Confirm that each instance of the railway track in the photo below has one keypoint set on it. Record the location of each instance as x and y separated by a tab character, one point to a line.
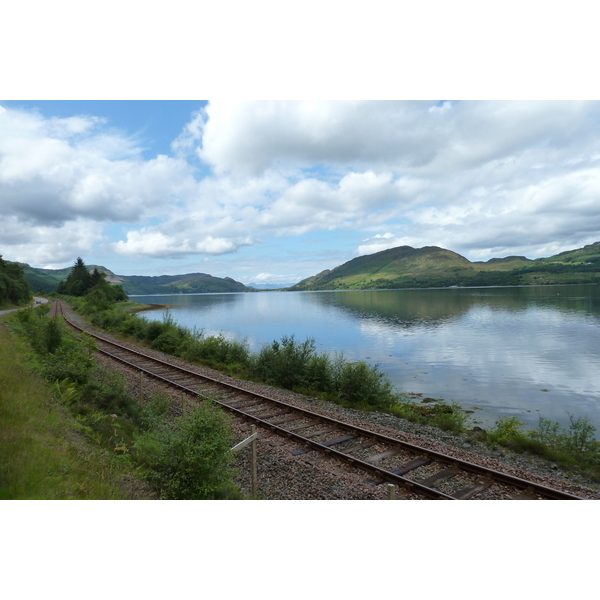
416	471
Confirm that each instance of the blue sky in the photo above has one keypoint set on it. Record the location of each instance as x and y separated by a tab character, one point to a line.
275	191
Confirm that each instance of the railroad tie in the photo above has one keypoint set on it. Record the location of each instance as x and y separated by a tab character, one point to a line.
438	477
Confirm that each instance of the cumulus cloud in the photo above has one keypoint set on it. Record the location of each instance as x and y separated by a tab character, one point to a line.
480	178
56	174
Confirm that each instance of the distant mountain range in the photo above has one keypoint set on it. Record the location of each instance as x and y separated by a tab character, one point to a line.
407	267
46	280
400	267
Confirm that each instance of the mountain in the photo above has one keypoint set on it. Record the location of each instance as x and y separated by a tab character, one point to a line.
46	280
190	283
406	267
269	286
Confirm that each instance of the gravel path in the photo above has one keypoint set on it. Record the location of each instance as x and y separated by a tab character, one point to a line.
283	476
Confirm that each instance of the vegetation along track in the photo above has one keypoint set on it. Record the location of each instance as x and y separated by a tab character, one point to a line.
418	472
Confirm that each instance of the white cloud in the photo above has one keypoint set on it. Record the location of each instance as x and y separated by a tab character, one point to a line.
478	178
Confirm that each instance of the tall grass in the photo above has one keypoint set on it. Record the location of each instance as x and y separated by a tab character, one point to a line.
101	427
42	455
573	448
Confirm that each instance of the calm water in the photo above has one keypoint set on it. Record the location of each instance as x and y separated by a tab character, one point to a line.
496	351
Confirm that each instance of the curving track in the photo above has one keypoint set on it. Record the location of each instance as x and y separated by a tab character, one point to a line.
416	470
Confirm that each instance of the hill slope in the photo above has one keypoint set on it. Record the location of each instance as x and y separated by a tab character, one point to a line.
405	267
46	280
190	283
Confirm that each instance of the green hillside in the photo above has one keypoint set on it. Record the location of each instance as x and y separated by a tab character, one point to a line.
47	280
191	283
14	289
406	267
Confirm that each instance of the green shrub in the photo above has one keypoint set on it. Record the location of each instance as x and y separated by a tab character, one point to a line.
360	383
189	460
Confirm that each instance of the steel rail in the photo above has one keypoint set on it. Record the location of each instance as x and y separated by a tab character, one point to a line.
461	464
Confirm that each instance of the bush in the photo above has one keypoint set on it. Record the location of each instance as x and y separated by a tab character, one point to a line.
360	383
285	363
189	460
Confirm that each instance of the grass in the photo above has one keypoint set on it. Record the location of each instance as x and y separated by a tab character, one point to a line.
42	455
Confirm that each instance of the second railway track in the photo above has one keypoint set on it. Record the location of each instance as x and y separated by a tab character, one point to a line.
415	470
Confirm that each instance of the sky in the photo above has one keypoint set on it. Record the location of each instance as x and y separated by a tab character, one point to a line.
276	191
224	169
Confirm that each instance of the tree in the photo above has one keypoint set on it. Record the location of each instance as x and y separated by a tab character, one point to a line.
14	289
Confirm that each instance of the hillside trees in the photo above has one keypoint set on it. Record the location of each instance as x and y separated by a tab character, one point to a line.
99	292
13	287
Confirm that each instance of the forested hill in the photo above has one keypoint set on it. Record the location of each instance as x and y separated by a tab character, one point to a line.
47	280
189	283
14	289
406	267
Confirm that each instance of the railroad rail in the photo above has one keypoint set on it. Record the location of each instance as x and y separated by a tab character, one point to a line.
414	469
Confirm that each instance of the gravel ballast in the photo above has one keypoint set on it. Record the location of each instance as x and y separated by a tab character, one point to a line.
282	476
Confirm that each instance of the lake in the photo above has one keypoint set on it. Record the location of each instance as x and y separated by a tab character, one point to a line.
519	351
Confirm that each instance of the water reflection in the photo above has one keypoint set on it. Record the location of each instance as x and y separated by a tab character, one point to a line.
****************************************
YOUR INSTRUCTIONS: Copy the entire listing above word for word, leaving out the pictures.

SOLUTION FOR THIS TASK:
Confirm that each instance of the railway track in the photo below has one keypoint set on it. Record the location of each instance as x and y separated by a tab character, one point to a line.
416	471
Confirm that each instance of the blue sky in the photo above has one keypoint set on it. Record the location of each instance as x and y separated by a tab character, one point to a line.
275	191
Confirm that each instance of the railroad tie in the photo above has one keypoint set on it. Record the location of each instance as x and y separated by a tab character, one point to a line.
438	477
Confirm that each instance of the cumulus cloud in the photo above has one keypoint set on it. Record the location of each instance as x and y separated by a tab character, one point to a line.
480	178
56	174
Confirm that each instance of the distant mountain range in the photo above has one keypoint set on it. Record the location of each instance as x and y separated by a tab character, one point to a line.
407	267
46	280
400	267
Confirm that each instance of the mountain in the photo above has one keypoint set on it. Record the location of each instance as x and y separated by a tab character, one point to a line.
46	280
190	283
406	267
269	286
Confirm that each instance of the gravel path in the photo above has one keypoint set on it. Record the location of each instance as x and y separated by a tab character, one point to a line.
283	476
Confirm that each instance of the vegetation along track in the photo above has one keypoint set on it. Record the location of each instance as x and y separated by a tab character, one point to a line.
418	472
Confirm that each instance of the white cloud in the photo above has one keypoint set on it. Record the location of each instance as x and y separated by a tab character, one point to a line.
478	178
Confirm that each instance of the tall grass in the photo above has one keypoint set on it. Record the location of each instance as x and y separated by a tab character, one point to a line.
101	427
42	455
573	448
Confirm that each instance of the calm water in the photo above has one keypoint set on it. Record the location of each instance as x and y separated by a tab character, one point to a line.
496	351
Confirm that each instance of the curving track in the photo above has one keypoint set on it. Record the location of each instance as x and y separated by a tab character, one point to a line.
416	470
Confirm that each instance of the hill slope in the photo above has one keypoint set on it. Record the location of each instance as x and y separated by a tab character, one point to a line.
405	267
46	280
190	283
Confirm that each instance of the green hillside in the photo above has one keypoint set on it. Record the location of each instance as x and y separated by a tab character, one point to a line.
47	280
191	283
14	289
406	267
Confirm that each instance of the green shrub in the photo above has one keypoint set on it. Record the location of each instance as x and y separated by a tab character, one point to a line.
360	383
189	460
Confirm that each instance of the steel rail in the photo above has one keypoint set on it. Record the location of each instance as x and y separated by a tab character, one point to a line.
461	464
Confirm that each instance of the bush in the photo above has one keypoint set on it. Record the location of each instance as x and y separated by a tab character, one point to a line.
360	383
285	363
189	460
Confirm that each instance of the grass in the photo above has one keypoint set on it. Record the location of each instance as x and y separated by a tab character, one point to a line.
42	455
Confirm that each instance of the second railway track in the photo above has one keypoint set on it. Record the location of each instance as x and y separated by a tab character, one point to a line.
415	470
Confirm that each instance of the sky in the photo above has one keypoint set on it. Record the location of each instance as x and y separated by a tab character, one point to a line.
276	191
224	169
Confirm that each instance of the tree in the photo above has one keypoint set on it. Record the location of each instance as x and y separated by a tab character, one point to a line.
14	289
Confirm that each instance of the hillside trees in the photo above has one keypoint set on it. Record the location of each instance as x and y separated by a tab character, one point to a line.
99	292
13	287
Confirm that each instance of the forested hill in the photo above has one keypoint set on it. Record the location of each instance as x and y separated by a tab character, one point to a line.
47	280
189	283
14	289
406	267
Confirm that each instance of the railroad rail in the photo above has one keypoint set on it. Record the location of each instance as x and y separated by a tab character, one point to a line.
414	469
Confirm that each instance of the gravel ballast in the photo above has one keypoint set on it. Record the location of each instance as x and y separated by a tab character, one point to a line.
282	476
Confirm that each instance of the lake in the photo above has one keypoint set on it. Record the location of each instance as x and y separated by a tab character, one point to a line.
519	351
Confirm that each instance of the water reflection in the photo above has one keypoint set on it. Record the location of each instance as x and y separated by a tab character, one point to a line.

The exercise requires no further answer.